EXERCISE BRIEF
All lines holding the string "surface" should be copied from the data below.

DATA RECORDS
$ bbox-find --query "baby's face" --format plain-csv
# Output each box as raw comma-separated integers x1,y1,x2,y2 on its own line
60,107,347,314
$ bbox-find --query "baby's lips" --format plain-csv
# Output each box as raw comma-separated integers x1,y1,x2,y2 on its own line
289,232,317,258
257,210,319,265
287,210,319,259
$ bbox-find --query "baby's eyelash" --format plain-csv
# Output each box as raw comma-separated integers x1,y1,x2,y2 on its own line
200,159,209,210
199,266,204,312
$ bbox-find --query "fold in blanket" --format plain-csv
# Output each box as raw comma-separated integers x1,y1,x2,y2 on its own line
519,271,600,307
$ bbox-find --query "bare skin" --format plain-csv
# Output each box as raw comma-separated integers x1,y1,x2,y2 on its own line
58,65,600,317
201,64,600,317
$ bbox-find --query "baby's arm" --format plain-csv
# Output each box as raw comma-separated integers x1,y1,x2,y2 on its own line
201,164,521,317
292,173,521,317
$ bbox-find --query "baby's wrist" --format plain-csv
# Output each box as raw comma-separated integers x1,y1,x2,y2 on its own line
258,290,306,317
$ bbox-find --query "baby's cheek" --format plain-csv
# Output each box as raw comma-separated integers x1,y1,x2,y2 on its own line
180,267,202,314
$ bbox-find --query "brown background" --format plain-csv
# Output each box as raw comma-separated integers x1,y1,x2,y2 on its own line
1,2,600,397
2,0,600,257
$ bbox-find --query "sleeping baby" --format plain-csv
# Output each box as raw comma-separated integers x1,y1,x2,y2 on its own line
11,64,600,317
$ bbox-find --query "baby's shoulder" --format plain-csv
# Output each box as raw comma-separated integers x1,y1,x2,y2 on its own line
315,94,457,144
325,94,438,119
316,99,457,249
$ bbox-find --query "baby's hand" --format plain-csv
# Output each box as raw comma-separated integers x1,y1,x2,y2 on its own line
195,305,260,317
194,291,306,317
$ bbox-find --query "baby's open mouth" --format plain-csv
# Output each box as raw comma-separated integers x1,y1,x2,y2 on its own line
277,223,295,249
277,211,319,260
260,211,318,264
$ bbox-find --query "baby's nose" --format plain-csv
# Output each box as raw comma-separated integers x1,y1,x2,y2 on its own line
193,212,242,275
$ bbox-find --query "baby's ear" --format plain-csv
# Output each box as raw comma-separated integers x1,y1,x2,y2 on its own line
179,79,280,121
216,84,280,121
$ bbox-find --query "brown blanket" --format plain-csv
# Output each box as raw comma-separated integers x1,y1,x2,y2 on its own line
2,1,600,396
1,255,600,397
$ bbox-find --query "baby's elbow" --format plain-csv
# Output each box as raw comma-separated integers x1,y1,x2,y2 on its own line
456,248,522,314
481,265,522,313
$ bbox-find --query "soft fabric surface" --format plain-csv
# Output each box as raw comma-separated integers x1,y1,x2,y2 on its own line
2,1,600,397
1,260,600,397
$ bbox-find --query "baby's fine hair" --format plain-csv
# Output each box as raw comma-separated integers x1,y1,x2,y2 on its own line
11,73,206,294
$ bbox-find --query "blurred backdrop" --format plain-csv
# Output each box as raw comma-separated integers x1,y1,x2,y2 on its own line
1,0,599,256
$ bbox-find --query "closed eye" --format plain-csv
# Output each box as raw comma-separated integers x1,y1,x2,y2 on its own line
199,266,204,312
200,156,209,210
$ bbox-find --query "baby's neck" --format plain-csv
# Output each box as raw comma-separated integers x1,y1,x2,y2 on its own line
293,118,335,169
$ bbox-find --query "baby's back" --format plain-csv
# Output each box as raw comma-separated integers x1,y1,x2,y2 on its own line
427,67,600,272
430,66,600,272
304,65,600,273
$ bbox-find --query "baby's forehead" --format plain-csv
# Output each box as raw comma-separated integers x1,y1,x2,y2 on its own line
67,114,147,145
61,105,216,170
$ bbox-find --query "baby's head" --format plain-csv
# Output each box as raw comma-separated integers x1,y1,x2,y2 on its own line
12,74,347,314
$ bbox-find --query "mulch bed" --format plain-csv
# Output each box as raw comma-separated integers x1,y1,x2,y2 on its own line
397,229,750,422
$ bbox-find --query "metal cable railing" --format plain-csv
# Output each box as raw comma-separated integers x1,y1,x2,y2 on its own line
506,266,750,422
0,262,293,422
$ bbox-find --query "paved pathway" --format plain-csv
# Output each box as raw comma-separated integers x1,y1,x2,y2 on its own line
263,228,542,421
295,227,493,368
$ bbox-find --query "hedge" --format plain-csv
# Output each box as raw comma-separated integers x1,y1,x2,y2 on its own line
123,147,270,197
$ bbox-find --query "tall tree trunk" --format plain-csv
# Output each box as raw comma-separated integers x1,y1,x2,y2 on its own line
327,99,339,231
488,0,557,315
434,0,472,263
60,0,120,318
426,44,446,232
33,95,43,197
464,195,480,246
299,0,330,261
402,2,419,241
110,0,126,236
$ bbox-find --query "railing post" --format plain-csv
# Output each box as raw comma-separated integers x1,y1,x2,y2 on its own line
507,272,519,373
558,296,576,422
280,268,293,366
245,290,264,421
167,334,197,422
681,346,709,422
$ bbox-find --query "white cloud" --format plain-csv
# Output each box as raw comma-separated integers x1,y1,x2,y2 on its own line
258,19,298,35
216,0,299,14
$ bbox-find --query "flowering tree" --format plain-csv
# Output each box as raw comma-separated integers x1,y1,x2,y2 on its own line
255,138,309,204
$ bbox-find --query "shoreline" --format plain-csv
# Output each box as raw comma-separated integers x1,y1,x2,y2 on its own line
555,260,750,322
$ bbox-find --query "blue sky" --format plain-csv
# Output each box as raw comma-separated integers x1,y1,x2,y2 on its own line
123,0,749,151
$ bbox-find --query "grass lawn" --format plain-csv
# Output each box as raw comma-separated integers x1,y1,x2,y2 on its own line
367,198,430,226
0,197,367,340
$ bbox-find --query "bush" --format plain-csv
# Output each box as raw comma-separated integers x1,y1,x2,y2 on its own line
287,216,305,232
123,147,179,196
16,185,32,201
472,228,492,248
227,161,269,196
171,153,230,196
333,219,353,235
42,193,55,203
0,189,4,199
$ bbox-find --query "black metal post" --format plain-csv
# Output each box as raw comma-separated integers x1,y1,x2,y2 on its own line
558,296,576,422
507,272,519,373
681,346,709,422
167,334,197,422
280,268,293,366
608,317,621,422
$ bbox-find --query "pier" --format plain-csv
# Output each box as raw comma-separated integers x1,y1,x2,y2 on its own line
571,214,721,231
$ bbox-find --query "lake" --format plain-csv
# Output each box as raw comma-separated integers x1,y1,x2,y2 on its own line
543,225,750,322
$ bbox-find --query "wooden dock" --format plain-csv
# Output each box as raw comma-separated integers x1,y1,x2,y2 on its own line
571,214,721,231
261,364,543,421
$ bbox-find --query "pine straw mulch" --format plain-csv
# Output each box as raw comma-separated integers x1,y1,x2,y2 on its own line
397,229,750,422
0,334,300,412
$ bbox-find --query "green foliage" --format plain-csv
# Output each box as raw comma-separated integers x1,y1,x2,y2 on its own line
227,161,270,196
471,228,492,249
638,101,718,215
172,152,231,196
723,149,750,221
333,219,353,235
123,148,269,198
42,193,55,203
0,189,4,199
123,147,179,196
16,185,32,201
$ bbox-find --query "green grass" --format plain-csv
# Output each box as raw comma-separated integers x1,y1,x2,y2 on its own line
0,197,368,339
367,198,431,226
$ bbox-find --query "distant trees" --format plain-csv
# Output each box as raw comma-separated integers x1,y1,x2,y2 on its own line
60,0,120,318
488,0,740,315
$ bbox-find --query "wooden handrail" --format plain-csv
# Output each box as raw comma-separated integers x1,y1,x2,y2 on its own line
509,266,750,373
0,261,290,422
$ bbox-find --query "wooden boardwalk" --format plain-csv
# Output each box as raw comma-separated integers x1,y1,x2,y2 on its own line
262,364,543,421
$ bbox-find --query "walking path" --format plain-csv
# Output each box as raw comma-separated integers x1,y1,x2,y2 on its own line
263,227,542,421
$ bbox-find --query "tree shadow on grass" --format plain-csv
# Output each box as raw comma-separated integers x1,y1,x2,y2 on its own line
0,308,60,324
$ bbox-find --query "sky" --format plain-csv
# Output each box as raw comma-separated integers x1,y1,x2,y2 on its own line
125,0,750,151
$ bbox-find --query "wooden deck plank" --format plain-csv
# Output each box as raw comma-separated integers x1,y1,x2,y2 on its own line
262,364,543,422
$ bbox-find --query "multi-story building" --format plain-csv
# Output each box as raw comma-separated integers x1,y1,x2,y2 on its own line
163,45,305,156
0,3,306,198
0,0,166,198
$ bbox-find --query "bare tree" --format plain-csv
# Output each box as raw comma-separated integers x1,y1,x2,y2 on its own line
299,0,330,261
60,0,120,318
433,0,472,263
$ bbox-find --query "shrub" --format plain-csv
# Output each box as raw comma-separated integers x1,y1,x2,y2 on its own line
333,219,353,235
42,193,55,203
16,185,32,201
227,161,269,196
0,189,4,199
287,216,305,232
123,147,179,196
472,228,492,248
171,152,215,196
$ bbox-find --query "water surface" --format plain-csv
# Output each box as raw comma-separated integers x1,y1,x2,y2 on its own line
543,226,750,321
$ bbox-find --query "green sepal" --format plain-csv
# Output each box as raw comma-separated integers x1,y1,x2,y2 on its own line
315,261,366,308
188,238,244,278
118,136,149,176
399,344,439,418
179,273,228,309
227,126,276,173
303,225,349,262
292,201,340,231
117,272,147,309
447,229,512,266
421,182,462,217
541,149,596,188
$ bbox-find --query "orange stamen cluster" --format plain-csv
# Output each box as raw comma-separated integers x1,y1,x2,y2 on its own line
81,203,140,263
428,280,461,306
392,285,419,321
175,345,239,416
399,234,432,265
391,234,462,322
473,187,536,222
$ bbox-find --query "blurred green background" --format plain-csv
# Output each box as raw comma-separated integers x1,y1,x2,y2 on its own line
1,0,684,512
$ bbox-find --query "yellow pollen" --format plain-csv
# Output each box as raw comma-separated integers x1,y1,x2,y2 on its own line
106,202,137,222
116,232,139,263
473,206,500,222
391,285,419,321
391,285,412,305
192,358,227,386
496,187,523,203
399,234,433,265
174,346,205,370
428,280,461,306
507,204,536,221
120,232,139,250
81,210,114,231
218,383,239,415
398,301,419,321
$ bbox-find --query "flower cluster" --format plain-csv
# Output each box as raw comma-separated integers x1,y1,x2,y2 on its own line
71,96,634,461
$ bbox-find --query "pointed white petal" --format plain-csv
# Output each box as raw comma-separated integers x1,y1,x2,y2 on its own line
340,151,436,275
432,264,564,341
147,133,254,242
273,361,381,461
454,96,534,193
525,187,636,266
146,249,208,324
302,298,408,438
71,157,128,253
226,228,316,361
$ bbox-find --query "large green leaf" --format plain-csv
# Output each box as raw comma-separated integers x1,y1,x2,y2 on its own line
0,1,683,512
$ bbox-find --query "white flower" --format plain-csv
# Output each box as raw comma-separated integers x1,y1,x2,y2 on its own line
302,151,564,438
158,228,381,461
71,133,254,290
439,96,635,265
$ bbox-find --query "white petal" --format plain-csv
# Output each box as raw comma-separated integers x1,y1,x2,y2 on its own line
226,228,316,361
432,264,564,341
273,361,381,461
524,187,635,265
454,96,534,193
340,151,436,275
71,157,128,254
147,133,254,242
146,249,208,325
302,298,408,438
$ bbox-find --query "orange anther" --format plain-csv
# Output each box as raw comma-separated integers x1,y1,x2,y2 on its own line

TASK RESULT
$ bbox-find --query "soft fabric surface" --format plain-csv
$ bbox-find --query "water surface" --format plain-csv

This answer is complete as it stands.